What is needed: Reproduce word for word only the lines below that run from the line containing "Please annotate the blonde" through the final line.

[Pointing dataset excerpts]
+---+

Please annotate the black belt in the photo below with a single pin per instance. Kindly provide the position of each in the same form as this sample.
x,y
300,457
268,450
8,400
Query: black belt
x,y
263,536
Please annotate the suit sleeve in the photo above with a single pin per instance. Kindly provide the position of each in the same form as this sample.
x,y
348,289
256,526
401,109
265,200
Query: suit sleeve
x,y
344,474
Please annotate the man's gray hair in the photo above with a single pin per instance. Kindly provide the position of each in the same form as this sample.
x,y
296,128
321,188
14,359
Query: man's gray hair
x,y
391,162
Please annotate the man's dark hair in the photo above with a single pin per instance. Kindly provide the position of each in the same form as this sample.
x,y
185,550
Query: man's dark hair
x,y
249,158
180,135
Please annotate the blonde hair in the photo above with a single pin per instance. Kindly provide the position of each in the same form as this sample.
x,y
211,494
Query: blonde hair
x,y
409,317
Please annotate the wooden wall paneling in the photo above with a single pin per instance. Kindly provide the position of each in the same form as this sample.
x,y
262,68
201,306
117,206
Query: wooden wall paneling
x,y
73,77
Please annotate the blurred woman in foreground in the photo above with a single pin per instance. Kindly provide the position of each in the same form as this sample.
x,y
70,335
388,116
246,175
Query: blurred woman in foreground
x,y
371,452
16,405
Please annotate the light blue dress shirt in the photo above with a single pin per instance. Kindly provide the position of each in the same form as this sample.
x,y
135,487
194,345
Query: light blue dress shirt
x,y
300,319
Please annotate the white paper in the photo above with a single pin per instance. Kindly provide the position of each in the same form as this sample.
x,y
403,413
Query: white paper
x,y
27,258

+---+

Task output:
Please annotate the blonde hair in the photo above with a single pin per instance. Kindly provide the position of each in the same form as this sample.
x,y
211,494
Query: blonde hair
x,y
409,317
Please annotate the wooden wall paneling in the photo above with a single pin per instance. Kindly provide the position of each in the same form as this sample.
x,y
262,68
201,306
117,206
Query: wooden wall paneling
x,y
73,77
Please annotate the blurred woman in foreground in the photo above with a single pin per instance. Kindly provide the position of each in the same form as this sample.
x,y
70,335
388,116
246,175
Query: blurred woman in foreground
x,y
371,452
16,405
Please annotate the light blue dress shirt in the photo above with a single pin per instance. Kindly provide the position of each in the same form as this sample.
x,y
135,487
194,345
Query: light blue dress shirt
x,y
300,319
Please annotate the white paper in the photo above with a single pin per instance. Kindly provide the position of each in the same form as this sample.
x,y
403,413
Query: white paper
x,y
27,258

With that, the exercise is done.